_What you are asked to do_: The output should consist solely of the line containing "the cat's front" and the lines that follow it through the end of the data below.

---------- Data records ----------

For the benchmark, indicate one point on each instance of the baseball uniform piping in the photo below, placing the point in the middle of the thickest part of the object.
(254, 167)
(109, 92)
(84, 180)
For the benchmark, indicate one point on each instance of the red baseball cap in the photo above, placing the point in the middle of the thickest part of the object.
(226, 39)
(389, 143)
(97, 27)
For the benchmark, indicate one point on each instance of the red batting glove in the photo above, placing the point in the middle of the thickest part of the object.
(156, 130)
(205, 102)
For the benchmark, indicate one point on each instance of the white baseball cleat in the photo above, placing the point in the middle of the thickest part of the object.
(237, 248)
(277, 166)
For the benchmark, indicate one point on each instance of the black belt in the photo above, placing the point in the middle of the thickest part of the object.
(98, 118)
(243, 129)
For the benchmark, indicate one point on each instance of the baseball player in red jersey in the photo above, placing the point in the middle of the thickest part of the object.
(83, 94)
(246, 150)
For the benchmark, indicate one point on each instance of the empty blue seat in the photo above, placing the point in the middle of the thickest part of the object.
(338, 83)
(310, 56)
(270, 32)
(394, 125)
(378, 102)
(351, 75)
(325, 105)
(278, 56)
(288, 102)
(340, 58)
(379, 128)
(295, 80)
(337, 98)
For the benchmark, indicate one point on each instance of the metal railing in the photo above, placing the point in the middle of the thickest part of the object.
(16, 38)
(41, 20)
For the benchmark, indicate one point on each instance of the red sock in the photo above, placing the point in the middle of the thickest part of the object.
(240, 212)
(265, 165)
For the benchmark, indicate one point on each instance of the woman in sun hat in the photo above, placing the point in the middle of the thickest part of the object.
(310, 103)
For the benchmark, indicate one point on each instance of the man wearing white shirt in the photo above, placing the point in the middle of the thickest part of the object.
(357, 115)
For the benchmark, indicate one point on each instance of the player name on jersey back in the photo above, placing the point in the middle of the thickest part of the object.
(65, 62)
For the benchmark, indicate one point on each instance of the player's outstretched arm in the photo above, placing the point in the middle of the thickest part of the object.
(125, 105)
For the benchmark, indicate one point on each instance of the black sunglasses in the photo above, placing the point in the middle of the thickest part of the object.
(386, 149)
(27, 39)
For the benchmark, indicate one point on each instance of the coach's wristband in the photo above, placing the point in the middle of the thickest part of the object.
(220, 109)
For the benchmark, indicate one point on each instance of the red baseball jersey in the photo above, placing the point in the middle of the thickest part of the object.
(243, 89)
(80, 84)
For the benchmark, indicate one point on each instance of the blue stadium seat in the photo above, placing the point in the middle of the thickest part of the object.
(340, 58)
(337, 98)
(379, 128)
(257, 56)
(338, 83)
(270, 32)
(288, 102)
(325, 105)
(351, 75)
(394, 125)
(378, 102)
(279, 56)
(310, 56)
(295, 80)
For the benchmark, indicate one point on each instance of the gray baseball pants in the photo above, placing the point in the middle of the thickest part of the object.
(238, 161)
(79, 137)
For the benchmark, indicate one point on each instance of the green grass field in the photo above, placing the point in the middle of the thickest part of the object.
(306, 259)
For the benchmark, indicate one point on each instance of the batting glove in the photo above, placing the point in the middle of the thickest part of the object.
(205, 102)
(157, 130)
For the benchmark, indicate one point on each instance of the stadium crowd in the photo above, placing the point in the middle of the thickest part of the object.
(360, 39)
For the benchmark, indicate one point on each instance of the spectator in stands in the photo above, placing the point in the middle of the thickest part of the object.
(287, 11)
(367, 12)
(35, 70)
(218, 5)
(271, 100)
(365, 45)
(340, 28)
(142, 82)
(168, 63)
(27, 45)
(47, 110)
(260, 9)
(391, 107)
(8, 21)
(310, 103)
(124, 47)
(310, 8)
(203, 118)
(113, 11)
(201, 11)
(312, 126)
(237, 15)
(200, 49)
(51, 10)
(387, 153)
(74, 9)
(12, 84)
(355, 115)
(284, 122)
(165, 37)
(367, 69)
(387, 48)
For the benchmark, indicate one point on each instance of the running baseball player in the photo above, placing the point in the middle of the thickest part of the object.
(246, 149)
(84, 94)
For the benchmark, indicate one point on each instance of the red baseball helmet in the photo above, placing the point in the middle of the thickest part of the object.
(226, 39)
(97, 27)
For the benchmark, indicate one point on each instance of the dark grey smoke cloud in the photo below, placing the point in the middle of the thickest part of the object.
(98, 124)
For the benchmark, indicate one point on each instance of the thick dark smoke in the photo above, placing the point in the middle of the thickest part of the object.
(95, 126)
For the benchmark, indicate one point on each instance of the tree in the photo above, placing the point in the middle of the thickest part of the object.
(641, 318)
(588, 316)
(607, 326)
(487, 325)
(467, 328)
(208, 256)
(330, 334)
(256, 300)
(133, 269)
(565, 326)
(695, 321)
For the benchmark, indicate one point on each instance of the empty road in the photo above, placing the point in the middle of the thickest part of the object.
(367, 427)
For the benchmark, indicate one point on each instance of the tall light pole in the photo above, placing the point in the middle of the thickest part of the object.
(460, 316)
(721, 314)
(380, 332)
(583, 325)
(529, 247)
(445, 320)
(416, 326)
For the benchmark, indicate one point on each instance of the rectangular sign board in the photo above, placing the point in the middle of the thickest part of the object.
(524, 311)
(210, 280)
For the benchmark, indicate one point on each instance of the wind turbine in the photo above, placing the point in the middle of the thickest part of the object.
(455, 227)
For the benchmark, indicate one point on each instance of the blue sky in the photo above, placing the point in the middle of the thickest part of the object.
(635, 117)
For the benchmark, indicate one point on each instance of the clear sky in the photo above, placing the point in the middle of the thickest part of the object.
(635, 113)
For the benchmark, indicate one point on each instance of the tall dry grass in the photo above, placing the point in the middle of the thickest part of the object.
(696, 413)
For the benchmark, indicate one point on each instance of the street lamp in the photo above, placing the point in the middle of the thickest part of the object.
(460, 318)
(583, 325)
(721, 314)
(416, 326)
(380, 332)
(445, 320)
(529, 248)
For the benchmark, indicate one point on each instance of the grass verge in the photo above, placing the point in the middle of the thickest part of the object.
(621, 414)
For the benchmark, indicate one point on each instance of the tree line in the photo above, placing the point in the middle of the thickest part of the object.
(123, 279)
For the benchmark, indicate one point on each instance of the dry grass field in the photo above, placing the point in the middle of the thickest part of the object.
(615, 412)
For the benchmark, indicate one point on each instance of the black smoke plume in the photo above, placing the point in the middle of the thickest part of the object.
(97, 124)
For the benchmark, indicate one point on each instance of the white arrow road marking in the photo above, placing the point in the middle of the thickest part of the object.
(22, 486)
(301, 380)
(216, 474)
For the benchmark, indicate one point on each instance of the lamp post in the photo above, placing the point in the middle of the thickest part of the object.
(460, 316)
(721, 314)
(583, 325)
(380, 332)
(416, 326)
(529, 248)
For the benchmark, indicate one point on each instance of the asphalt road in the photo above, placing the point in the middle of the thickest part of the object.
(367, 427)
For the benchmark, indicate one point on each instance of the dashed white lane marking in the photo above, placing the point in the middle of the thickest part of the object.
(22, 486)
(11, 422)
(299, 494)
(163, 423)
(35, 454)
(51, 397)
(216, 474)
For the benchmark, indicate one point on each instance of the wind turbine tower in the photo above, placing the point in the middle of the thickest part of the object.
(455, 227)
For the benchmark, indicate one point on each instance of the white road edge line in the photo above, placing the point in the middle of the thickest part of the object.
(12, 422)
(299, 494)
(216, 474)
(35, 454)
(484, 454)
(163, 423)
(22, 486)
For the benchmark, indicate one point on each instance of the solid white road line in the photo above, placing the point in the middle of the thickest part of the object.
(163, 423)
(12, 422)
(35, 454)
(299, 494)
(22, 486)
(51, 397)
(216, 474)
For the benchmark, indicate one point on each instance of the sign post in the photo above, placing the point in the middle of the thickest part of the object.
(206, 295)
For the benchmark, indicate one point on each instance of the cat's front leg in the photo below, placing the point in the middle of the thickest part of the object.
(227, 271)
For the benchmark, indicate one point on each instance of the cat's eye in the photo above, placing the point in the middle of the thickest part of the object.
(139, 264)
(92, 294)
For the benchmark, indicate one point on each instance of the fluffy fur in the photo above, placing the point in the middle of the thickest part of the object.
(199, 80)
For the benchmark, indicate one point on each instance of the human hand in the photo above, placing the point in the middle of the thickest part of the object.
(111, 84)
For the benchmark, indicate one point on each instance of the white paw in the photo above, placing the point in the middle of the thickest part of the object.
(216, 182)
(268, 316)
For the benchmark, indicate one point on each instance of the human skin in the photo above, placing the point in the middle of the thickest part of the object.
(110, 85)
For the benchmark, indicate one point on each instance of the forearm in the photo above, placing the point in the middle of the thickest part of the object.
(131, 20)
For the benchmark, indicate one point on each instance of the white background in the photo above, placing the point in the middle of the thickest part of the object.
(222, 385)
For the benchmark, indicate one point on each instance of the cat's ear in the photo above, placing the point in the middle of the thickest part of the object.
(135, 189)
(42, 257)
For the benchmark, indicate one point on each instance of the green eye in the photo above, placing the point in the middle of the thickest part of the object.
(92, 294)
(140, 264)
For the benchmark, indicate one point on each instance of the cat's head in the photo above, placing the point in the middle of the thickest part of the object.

----------

_Answer to the exercise_:
For the benchmark, indicate one point on each instance of the cat's front leg in the photo below, placing the point in the middle of the thickest part of the object.
(227, 271)
For the benchmark, indicate one point on each instance of the cat's eye in the photo above, placing the point in the middle of the thickest part of the object.
(139, 264)
(92, 294)
For the benchmark, indicate one point on each instance of the fluffy fur in the photo above, placing the point in the middle of the thickest part of the object.
(199, 80)
For the benchmark, indicate one point on each instance of the human hand in the photo above, placing the point in the middle of the thickest part of the object.
(111, 84)
For the benchmark, indicate one point on each instance of the white paw in the photo above, placing the point in the middle of the thickest part of the object.
(216, 182)
(268, 316)
For the benchmark, indicate one point on each instance of the human skin in the photo above, placing the point in the middle of the thickest part of the object.
(110, 85)
For the benchmark, indicate one point on each instance of the forearm in the photo above, placing the point in the middle of the thickest part of the object.
(131, 20)
For the benchmark, indicate one point on each instance of the white background in the photo above, placing the point in the middle of the thickest part of the object.
(222, 385)
For the benchmark, indicate one point on each instance of the cat's ear in the photo above, placing the point in the middle of the thickest part of the object.
(135, 189)
(42, 257)
For the benchmark, indicate one point on each instance of the green eye in the photo above, placing the point in the middle of the thickest part of the object.
(92, 294)
(140, 264)
For the benchmark, indicate one point on each instance of the cat's head in the photo above, placing the point in the middle of the thickest part of the object.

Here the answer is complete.